━━ Data for this task ━━

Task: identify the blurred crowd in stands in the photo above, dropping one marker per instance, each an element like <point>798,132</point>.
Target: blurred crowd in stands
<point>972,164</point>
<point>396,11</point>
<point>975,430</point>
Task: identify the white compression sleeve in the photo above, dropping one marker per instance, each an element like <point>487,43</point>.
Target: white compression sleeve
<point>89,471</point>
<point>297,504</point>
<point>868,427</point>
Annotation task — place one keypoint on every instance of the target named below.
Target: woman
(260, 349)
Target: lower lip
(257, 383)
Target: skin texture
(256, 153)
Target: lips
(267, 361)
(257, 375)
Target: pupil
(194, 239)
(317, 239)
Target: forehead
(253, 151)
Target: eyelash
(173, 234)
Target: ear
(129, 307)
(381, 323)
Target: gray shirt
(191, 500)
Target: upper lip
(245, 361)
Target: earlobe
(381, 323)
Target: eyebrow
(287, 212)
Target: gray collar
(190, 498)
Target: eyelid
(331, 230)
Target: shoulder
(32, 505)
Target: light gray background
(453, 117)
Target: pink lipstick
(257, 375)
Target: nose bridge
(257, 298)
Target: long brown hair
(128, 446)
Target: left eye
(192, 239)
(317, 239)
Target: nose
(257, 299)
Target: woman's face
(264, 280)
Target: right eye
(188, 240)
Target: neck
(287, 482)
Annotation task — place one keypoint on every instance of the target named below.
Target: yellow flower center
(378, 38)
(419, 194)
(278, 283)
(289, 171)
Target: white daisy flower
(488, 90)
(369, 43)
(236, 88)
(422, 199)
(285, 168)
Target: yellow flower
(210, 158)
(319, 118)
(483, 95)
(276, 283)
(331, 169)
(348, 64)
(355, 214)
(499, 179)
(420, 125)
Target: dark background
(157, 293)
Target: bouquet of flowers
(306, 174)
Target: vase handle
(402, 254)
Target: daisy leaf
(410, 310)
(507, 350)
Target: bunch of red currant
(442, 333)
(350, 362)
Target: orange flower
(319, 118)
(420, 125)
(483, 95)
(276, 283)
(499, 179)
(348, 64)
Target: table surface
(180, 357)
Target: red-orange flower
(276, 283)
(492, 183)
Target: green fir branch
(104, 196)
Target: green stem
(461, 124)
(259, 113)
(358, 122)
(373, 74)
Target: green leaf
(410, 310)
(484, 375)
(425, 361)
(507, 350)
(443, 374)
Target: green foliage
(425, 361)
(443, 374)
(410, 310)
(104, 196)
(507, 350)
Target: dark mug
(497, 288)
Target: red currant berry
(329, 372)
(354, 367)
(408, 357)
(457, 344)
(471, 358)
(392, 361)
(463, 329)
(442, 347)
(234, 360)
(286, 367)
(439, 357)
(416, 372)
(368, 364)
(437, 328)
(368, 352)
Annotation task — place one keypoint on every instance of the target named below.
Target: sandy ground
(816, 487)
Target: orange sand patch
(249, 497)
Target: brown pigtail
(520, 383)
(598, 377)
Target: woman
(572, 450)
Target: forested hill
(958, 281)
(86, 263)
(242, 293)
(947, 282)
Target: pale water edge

━━━

Some lines in the records may hold "dropping"; state how many do, and give no more than that number.

2